Problem details: Emit only the lines from the line containing "Mark every instance of the small rectangular" through the last line of the entries, unchanged.

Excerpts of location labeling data

§

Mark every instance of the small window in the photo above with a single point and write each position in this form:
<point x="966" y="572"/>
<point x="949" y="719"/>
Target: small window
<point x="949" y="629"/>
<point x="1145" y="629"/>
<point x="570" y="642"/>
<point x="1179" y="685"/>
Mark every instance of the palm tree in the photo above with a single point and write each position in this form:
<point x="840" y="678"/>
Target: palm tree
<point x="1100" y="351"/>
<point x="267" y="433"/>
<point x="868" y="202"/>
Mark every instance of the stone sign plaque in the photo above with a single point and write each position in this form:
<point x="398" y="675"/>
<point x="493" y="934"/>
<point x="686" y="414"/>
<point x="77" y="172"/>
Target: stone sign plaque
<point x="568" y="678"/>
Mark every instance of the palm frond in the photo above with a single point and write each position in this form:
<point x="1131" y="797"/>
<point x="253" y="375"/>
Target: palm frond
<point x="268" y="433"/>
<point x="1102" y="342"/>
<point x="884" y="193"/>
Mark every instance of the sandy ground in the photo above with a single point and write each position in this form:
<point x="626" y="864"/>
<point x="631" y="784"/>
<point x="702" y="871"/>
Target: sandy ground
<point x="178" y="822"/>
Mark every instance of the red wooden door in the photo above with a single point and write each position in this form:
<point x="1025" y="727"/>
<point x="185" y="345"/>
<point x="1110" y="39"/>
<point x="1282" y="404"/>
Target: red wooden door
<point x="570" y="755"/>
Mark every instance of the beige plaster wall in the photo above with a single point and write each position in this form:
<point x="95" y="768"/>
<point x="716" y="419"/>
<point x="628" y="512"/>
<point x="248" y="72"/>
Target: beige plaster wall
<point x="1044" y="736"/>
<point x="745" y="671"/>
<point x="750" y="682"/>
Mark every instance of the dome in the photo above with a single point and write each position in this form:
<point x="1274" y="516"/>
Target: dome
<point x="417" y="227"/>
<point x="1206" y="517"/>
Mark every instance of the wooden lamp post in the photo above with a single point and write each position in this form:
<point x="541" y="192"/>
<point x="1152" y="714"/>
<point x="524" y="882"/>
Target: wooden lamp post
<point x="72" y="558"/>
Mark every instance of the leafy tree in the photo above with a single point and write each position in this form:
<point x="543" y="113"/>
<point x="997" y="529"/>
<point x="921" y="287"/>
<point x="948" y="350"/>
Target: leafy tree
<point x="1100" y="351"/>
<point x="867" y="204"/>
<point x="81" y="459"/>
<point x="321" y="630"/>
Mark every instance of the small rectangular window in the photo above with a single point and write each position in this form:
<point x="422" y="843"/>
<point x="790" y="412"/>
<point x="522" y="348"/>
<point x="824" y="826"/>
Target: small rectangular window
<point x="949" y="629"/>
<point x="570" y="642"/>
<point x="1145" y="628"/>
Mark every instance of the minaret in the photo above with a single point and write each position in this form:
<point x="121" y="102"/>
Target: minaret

§

Exercise result:
Mark every instance of the small rectangular window in the photo above with a single point and write each position in this form:
<point x="422" y="843"/>
<point x="790" y="412"/>
<point x="522" y="348"/>
<point x="824" y="826"/>
Target: small rectangular window
<point x="949" y="629"/>
<point x="570" y="642"/>
<point x="1145" y="628"/>
Mark every instance of the minaret in the photo above with a single point and write each position in this form:
<point x="121" y="102"/>
Target: minaret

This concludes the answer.